DOCUMENT SEGMENT |
···
The impending post-retirement health costs of America’s baby boomers may still seem remote, but benefits managers would do well to help their older workers by working together to consider those potentially explosive concerns – and include them in a comprehensive employee health plan.

There are three major forces redefining how individuals plan for their golden years, including: an empowered baby boomer generation of health care consumers, the potential rise of chronic disease due to longer life spans and figuring out how longevity is causing health and wealth to converge.

“The unpredictability of one’s health as we move through life, especially in later years, makes it the most difficult thing to plan for,” says Andy Sieg, head of global wealth & retirement solutions for Bank of America Merrill Lynch.

Boomers are a whole new type of health care consumer — ones who take charge of their health and health care decisions. And compared to earlier generations, boomers are 2.5 times more likely to say they are proactive about their health, as well as four times more likely to actively research health information, according to new research from Merrill Lynch.
···
Point-per-instance localization data:
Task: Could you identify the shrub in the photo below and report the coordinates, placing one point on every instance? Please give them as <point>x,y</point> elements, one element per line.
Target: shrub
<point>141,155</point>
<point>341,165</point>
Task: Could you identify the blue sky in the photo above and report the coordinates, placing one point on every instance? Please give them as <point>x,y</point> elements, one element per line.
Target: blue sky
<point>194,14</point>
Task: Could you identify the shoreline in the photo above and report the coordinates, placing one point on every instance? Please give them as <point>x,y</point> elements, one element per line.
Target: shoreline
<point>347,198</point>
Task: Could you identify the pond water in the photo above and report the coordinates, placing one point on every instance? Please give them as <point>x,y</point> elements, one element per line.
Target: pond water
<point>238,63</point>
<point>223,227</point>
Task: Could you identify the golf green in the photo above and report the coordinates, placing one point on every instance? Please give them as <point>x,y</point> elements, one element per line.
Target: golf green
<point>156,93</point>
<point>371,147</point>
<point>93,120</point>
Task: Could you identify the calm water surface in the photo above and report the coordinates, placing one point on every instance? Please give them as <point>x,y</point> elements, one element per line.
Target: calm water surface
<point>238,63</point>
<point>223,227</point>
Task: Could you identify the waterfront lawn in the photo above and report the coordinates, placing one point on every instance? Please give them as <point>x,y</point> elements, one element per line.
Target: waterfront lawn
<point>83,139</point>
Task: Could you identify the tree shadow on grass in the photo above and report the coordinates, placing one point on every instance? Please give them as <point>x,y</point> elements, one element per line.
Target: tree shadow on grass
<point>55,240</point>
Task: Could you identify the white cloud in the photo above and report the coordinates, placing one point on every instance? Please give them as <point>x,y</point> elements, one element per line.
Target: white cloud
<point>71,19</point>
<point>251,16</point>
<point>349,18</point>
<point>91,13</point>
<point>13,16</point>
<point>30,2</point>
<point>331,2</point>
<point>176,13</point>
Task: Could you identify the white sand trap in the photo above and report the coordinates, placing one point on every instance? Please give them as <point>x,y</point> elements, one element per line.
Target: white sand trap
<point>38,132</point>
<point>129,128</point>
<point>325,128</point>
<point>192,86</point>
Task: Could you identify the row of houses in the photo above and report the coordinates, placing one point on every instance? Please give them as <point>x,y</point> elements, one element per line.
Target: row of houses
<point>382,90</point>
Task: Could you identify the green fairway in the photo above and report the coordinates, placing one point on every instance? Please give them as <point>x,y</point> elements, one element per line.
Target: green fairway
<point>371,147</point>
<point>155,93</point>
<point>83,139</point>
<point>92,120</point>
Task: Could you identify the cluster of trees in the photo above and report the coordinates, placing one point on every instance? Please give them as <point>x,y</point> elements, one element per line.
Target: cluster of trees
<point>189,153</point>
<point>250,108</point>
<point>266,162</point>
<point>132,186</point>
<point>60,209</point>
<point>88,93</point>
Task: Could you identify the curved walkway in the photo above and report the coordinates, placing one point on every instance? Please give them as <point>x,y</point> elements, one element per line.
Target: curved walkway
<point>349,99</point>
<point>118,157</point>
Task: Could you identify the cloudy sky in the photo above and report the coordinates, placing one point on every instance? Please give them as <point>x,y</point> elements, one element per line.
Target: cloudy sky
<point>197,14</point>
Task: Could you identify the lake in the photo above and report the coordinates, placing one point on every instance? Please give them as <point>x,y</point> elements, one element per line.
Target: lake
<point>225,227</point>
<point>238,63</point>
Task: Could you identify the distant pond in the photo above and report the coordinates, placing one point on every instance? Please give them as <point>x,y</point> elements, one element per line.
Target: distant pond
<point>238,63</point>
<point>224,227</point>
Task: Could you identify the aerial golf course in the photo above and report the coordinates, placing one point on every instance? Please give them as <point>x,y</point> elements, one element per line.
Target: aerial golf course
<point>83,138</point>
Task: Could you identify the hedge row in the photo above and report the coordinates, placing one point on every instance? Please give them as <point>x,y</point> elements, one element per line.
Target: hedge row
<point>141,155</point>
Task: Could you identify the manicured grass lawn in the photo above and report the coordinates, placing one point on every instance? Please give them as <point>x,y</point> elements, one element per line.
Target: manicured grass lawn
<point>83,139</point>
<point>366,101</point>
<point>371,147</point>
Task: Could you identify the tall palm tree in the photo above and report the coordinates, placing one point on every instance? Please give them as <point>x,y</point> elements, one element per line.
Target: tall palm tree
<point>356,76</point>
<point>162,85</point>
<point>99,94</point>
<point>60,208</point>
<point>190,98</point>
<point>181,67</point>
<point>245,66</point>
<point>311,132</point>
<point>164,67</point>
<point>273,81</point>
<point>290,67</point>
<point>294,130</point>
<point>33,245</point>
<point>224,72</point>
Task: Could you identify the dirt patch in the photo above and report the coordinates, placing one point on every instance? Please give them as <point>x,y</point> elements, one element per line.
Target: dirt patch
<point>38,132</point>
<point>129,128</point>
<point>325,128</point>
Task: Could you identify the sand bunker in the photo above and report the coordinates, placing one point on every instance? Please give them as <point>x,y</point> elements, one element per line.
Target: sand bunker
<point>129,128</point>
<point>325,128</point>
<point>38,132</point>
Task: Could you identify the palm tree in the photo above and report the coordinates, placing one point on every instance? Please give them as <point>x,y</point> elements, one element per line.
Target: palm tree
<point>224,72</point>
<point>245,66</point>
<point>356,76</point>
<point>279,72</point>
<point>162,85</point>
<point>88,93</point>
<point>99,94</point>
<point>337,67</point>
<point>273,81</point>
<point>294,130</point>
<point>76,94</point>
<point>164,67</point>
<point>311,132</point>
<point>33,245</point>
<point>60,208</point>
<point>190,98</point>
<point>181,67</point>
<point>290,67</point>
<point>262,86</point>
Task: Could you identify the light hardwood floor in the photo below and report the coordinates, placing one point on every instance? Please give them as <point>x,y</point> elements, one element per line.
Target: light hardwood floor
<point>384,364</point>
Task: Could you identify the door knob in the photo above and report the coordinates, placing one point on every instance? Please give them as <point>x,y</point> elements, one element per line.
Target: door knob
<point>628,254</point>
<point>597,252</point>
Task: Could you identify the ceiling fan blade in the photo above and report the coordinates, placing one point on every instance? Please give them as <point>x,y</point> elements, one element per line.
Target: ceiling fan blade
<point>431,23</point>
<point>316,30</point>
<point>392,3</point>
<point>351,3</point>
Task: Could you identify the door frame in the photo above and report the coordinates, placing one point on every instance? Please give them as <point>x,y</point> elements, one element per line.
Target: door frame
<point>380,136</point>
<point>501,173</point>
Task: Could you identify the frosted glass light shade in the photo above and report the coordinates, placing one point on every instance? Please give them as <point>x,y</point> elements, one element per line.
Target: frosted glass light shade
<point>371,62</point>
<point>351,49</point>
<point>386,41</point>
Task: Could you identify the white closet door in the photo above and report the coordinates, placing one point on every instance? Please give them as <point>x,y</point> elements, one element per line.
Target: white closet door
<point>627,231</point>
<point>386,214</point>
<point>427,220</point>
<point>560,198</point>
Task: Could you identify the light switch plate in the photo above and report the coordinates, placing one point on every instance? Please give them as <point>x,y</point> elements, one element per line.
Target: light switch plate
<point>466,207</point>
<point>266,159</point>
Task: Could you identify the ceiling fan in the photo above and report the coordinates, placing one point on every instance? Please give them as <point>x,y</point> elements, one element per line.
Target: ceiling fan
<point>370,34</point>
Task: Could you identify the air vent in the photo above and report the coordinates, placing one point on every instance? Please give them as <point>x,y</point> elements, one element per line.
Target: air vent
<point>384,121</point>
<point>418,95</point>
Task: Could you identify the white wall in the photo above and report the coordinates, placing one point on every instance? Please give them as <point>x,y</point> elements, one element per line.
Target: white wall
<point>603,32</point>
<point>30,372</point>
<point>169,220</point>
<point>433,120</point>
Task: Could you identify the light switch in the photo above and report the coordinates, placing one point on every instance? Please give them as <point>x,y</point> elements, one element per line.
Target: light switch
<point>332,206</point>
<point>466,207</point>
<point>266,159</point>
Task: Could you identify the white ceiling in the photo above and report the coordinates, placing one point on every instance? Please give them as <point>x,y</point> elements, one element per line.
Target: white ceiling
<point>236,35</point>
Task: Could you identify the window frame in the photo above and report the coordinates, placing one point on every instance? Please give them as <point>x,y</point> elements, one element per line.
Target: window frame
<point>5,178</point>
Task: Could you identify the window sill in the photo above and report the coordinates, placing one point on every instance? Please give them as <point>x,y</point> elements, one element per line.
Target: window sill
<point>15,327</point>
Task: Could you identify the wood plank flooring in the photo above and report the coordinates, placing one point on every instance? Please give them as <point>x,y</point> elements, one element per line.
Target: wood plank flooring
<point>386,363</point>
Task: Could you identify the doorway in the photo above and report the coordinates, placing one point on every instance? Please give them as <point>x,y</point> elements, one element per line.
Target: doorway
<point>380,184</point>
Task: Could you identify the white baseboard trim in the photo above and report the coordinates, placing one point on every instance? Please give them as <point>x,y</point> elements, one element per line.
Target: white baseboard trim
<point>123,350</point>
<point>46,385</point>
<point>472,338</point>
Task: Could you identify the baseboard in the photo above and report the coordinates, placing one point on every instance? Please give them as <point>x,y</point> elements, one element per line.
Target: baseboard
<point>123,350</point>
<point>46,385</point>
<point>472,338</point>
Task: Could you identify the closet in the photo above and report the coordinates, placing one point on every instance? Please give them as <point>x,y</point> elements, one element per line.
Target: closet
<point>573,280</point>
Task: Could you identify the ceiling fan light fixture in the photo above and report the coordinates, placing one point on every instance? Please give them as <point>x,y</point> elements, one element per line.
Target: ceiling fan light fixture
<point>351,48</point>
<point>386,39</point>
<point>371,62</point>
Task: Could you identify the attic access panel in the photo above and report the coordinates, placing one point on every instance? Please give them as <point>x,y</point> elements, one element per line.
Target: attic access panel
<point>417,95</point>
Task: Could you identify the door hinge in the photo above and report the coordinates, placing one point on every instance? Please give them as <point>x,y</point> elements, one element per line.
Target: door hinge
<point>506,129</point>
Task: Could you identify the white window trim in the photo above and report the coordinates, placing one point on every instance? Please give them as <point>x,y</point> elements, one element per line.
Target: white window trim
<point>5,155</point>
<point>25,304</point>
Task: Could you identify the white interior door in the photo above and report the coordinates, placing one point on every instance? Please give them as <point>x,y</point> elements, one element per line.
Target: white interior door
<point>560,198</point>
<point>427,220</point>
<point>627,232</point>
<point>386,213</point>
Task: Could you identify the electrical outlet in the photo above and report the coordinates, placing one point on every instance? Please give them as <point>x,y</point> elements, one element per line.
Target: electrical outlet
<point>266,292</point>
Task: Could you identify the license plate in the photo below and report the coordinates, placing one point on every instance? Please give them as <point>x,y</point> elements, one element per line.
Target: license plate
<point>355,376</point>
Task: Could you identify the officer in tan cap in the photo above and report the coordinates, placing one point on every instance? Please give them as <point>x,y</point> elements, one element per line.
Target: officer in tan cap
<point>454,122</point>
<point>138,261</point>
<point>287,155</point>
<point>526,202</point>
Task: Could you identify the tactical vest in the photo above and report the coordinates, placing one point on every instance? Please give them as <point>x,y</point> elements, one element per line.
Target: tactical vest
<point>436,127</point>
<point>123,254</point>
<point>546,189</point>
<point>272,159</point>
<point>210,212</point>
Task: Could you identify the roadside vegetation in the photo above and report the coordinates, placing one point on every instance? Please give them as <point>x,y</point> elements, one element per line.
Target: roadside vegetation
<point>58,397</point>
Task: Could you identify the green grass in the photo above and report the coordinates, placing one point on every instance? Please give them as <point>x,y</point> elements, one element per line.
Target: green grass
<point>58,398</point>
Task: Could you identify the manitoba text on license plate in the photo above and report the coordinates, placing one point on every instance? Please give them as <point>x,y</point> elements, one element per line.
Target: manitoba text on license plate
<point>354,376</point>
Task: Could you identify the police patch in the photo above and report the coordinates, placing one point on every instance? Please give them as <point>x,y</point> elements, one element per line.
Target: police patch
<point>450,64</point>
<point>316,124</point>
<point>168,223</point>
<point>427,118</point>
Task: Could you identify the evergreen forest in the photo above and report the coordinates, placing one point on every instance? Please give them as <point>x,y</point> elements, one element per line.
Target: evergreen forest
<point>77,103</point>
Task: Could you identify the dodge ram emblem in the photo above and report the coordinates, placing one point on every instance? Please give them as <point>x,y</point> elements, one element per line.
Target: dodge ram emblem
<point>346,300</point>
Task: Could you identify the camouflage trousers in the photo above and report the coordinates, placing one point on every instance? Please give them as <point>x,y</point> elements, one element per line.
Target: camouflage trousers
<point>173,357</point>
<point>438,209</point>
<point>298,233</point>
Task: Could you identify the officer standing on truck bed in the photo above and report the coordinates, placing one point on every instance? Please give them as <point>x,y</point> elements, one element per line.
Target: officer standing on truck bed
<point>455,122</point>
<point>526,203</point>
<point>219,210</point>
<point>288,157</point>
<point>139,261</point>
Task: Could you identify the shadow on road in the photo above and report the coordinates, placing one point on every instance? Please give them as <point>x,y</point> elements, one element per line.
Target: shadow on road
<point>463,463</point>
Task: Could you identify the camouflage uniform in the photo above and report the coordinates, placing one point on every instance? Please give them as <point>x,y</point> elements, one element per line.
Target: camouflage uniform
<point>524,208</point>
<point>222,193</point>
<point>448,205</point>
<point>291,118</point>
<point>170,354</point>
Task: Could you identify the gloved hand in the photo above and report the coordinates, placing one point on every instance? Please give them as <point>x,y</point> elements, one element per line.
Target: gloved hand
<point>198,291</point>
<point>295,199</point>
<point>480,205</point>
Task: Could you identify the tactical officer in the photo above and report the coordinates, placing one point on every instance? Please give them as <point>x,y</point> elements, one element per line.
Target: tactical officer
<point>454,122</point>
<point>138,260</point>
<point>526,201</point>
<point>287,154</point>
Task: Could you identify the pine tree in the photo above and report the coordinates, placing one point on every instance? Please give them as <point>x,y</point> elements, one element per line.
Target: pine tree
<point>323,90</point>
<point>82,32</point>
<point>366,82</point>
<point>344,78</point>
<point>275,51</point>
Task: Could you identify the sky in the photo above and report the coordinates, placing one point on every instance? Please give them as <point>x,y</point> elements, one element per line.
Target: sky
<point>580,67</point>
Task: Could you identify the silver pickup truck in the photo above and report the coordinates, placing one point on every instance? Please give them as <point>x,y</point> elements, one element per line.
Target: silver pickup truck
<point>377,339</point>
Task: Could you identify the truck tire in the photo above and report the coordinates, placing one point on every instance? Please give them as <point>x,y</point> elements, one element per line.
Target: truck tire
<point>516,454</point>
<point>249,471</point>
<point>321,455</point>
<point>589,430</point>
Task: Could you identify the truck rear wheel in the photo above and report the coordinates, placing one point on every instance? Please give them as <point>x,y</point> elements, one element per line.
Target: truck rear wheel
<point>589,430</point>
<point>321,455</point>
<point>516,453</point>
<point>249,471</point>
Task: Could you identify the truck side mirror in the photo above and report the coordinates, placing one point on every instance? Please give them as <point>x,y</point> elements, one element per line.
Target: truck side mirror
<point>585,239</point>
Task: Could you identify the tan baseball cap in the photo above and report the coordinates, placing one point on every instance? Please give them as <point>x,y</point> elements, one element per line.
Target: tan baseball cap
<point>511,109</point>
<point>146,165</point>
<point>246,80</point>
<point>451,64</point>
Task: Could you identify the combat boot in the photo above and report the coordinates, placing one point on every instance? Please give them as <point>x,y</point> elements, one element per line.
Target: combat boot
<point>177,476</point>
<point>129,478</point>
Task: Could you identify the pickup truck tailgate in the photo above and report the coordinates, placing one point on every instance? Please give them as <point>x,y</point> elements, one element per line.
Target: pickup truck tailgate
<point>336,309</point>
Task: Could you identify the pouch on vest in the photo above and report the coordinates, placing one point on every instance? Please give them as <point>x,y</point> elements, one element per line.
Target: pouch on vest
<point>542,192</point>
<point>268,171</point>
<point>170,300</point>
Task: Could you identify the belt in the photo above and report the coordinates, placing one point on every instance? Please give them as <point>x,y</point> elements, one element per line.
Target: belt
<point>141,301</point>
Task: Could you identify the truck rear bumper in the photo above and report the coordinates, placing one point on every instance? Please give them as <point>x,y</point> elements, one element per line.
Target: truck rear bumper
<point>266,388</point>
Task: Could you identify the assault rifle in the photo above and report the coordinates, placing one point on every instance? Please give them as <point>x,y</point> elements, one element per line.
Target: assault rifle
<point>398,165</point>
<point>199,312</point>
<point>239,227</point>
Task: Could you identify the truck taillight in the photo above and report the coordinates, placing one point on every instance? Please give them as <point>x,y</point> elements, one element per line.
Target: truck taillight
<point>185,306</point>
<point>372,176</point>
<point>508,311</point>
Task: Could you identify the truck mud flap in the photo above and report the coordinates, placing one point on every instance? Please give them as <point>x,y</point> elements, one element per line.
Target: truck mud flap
···
WHAT YOU SHOULD DO | What follows the last sentence of the piece on baby boomers' post-retirement health costs? Write the continuation. None of these items is needed for the work.

THE ANSWER |
“You’ve got this massive baby boomer population growing,” says David Tyrie, head of retirement and personal wealth solutions at Merrill Lynch. “Do we have a health care system in place that will allow this population to grow old with the lowest cost yet still live comfortably?”

Boomers have proven to be demanding health care consumers, according to Merrill Lynch’s survey, Health and Retirement: Planning for the Great Unknown. The vast majority (96%) say it is reasonable to expect their doctors to call them back the same day (vs. 85% of doctors who say it is reasonable), and 95% say it is reasonable to expect their doctors to ask them about their fears and concerns (vs. 10% of doctors).

That level of involved behavior begins to fall apart, Merrill’s research shows, when boomers fail to actively examine and chart those potential health- and long-term care costs and the steps pay for them, out of concerns that they lack the money to do so. “You could be putting a burden on your family,” Tyrie adds. “No one has a crystal ball, but you can be really diligent about the ‘what ifs.’”

The study classified boomers into one of four different “healthstyles”:

  • Challenged and Concerned (32% and mostly women), who often have chronic conditions.
  • Healthy and Proactive (29% and mostly women).
  • Course-Correcting and Motivated (29% and mostly women), who have had a serious illness or diagnosis.
  • Lucky but Lax (10% and mostly men), who are relatively healthy.

Merrill Lynch advises retirees to take proactive steps to prepare for health care expenses in retirement. Retirees should estimate and prepare for out-of-pocket health care expenses, and to create a contingency plan for unexpected health problems and health care expenses.
Benefit managers can help by better educating employees on Medicare, including new preventative care and recent eligibility changes for therapy and home care.